• **Excerpt**:

Thank you for this feedback. We agree the intended reading of the flowchart is not clear. We also agree with your suggestions on how to improve it. Please see the response to your comment below on specifically how we went about this.

When interpreting this flowchart it is not clear if the two “.ssn folder” objects are the same object fundamentally. If they are, then the reader wonders why one is required to be run through the importSSN function before SimulateOnSSN, while the other can go straight to SimulateOnSSN. My interpretation is that the bottom path “createSSN → .ssn folder → SimulateOnSSN” represents a continued R session (the scenario where the user starts with nothing); while the other path represents a new R session where the user starts with a “.ssn folder” object. If this interpretation is correct, I would suggest splitting this figure into two sections (one right and one left; or one top and one bottom) illustrating the two scenarios.

Again, thank you for this feedback. To clarify,

The 2x “.ssn folder” do not refer to the same object, just to a data structure that the two workflows have in common. (i.e. both use .ssn folders to store the stream network data.)

• **Given problem a**: Give the passage of the excerpt from "Thank you for this feedback. We" up to and including "went about this.", switching "flowchart" to "diagram".
The text and the records come from two unrelated sources.

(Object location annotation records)
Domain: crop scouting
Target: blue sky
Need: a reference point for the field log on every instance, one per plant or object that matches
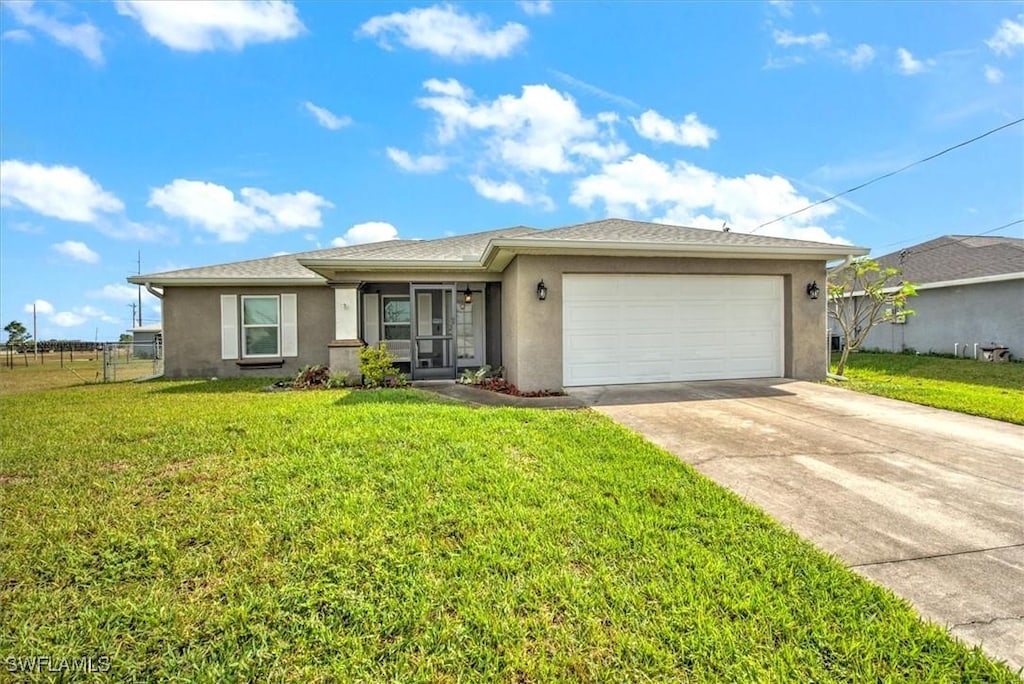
(203, 133)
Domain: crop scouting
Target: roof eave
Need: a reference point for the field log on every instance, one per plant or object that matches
(323, 266)
(156, 281)
(981, 280)
(499, 253)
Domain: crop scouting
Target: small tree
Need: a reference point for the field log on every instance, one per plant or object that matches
(861, 295)
(16, 334)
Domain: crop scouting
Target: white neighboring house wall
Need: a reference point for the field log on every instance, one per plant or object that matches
(966, 312)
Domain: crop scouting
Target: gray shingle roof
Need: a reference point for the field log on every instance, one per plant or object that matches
(288, 267)
(621, 230)
(957, 257)
(467, 248)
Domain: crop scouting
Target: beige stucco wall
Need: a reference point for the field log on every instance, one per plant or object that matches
(531, 330)
(192, 331)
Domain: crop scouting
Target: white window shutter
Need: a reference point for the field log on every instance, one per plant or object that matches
(289, 326)
(228, 327)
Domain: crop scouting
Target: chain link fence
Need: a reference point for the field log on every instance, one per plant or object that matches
(132, 360)
(52, 365)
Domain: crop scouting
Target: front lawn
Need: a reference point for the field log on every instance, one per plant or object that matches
(979, 388)
(205, 530)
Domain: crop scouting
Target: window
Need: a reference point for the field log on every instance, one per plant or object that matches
(260, 326)
(396, 318)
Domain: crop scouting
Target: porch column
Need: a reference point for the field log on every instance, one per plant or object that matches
(344, 350)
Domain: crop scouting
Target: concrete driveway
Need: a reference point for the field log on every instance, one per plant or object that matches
(928, 503)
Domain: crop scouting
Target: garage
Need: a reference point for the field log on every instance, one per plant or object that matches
(640, 329)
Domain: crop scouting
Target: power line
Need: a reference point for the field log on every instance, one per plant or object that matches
(890, 174)
(915, 252)
(971, 234)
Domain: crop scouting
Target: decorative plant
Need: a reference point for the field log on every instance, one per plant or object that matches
(312, 377)
(378, 369)
(477, 377)
(861, 295)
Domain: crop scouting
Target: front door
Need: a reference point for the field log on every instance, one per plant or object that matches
(469, 327)
(433, 328)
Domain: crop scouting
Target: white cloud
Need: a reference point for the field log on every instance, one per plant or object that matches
(83, 37)
(60, 191)
(68, 319)
(687, 195)
(42, 306)
(371, 231)
(500, 191)
(196, 26)
(993, 75)
(689, 132)
(288, 210)
(859, 57)
(783, 7)
(790, 39)
(326, 118)
(594, 90)
(17, 36)
(535, 7)
(908, 66)
(215, 209)
(445, 31)
(1008, 37)
(540, 130)
(77, 251)
(119, 293)
(422, 164)
(127, 229)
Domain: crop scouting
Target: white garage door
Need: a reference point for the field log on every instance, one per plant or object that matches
(635, 329)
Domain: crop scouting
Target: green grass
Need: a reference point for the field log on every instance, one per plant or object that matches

• **Given problem b**: Work out how many lines of the records contain the word "white", and reply with that number alone.

• **Exercise output a**:
Thank you for this feedback. We agree the intended reading of the diagram is not clear. We also agree with your suggestions on how to improve it. Please see the response to your comment below on specifically how we went about this.

• **Exercise output b**: 4